Starting with the line that contains "Query: bare tree trunk" and continuing through the last line of the entries below, render each line as a string in a JSON list. Leave out any blank lines.

···

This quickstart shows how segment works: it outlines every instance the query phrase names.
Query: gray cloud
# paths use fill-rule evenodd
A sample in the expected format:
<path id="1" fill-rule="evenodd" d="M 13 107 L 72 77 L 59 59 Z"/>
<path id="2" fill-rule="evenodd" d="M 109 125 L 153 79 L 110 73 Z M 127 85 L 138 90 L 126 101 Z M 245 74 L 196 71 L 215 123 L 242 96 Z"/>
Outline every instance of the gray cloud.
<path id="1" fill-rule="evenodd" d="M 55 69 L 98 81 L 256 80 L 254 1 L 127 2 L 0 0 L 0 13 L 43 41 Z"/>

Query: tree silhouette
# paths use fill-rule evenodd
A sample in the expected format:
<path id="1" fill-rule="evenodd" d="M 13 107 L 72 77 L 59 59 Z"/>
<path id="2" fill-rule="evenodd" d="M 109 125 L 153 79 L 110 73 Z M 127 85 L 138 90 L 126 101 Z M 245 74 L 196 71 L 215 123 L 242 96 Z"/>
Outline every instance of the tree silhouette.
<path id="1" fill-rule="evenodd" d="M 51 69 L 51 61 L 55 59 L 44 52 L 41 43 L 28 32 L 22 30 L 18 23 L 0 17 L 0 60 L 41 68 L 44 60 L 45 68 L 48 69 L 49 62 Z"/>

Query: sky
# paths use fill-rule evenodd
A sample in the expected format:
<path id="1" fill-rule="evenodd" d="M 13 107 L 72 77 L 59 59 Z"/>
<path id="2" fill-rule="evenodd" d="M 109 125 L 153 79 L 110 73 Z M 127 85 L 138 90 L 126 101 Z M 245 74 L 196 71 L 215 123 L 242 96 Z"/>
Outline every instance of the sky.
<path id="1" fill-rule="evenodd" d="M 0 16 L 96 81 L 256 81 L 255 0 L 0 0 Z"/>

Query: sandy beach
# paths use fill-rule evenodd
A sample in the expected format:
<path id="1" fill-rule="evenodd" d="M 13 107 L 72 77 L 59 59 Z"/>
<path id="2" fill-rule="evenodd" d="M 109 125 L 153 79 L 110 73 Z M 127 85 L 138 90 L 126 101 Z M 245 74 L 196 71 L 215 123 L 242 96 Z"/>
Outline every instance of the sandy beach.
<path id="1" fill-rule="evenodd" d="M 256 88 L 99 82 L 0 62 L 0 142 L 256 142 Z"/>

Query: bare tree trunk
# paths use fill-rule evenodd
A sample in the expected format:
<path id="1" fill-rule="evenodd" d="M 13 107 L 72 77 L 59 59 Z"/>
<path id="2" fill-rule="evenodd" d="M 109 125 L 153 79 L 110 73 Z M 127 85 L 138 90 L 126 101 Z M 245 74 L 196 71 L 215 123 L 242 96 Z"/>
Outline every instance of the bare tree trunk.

···

## Answer for the task
[
  "Query: bare tree trunk",
  "# paths use fill-rule evenodd",
  "A sample in the expected format:",
  "<path id=\"1\" fill-rule=\"evenodd\" d=\"M 13 107 L 72 77 L 59 59 Z\"/>",
  "<path id=\"2\" fill-rule=\"evenodd\" d=\"M 109 125 L 153 79 L 110 73 Z M 127 85 L 138 90 L 126 101 Z M 245 74 L 196 71 L 215 123 L 242 96 Z\"/>",
  "Outline every instance of the bare tree trunk."
]